# [INFORMATION]
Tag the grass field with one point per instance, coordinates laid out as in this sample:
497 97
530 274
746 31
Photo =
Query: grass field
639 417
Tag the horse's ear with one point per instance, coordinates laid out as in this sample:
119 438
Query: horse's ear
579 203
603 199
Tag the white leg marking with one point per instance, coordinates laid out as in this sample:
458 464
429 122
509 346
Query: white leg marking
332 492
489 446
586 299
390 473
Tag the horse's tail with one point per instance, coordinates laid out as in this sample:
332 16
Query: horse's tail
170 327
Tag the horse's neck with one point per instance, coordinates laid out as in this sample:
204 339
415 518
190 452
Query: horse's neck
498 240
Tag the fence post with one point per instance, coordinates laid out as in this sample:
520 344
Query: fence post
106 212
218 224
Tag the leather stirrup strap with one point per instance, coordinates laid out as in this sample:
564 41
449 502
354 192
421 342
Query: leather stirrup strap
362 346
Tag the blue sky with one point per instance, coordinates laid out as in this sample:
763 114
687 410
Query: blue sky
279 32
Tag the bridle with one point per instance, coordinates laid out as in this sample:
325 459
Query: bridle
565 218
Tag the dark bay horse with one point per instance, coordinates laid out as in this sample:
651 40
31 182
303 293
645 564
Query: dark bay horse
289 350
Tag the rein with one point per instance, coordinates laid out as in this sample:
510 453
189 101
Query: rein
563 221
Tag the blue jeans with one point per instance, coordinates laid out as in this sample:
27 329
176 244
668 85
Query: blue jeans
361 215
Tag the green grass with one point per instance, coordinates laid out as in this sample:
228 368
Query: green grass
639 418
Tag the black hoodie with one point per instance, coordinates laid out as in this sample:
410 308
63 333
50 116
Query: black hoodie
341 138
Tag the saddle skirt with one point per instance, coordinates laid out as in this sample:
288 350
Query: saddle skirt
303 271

# [WHAT TO WORK ON]
Preserving every character, copy the records above out again.

# [WRITTEN RESPONSE]
Tag the grass field with one point per instance, coordinates laid out as in this sample:
497 97
530 274
746 31
Photo =
Query: grass field
639 417
Tag the horse's ear with one point per instance, coordinates laid out as in this sample:
119 438
Query: horse's ear
579 203
603 199
Tag the white leg marking with one point per instance, coordinates laid out as in this sample:
458 464
429 122
509 346
Query: white leg marking
332 492
489 446
586 299
390 473
Tag the horse's tail with one point per instance, coordinates laid out as in this sample:
332 16
Query: horse's tail
170 327
Tag the horse's neck with one point per instance, coordinates laid out as in this sample:
204 339
415 518
190 452
Query: horse's neck
498 240
Tag the fence post with one point per instance, coordinates laid out as in this sample:
520 344
Query: fence post
106 212
218 224
Tag the leather stirrup strap with one point per instance, coordinates laid out as in this sample:
564 41
449 502
354 192
421 342
Query: leather stirrup strap
362 346
Tag the blue sky with one point per instance, coordinates laid out as in this sample:
763 114
687 410
Query: blue sky
279 32
Tag the bridle with one point per instance, coordinates laid out as in this sample:
325 459
Query: bridle
565 218
Tag the dark bay horse with one point per instance, coordinates laid out as in this sample:
651 40
31 182
303 293
645 564
Query: dark bay horse
289 350
Tag the rein with one point per instance, coordinates laid out as in this sample:
510 453
189 101
Query: rein
563 221
Tag the blue jeans with one point per instance, coordinates laid out as in this sample:
27 329
176 244
668 85
Query: blue jeans
361 215
Tag the green grass with one point per instance, coordinates laid out as in this sample:
228 368
Query: green grass
639 418
Tag the black hoodie with one point per instance, coordinates laid out as in this sample:
410 308
63 333
50 116
Query: black hoodie
341 138
Tag the saddle skirt with one point per instance, coordinates laid out as in this sample:
288 350
Query: saddle skirt
303 271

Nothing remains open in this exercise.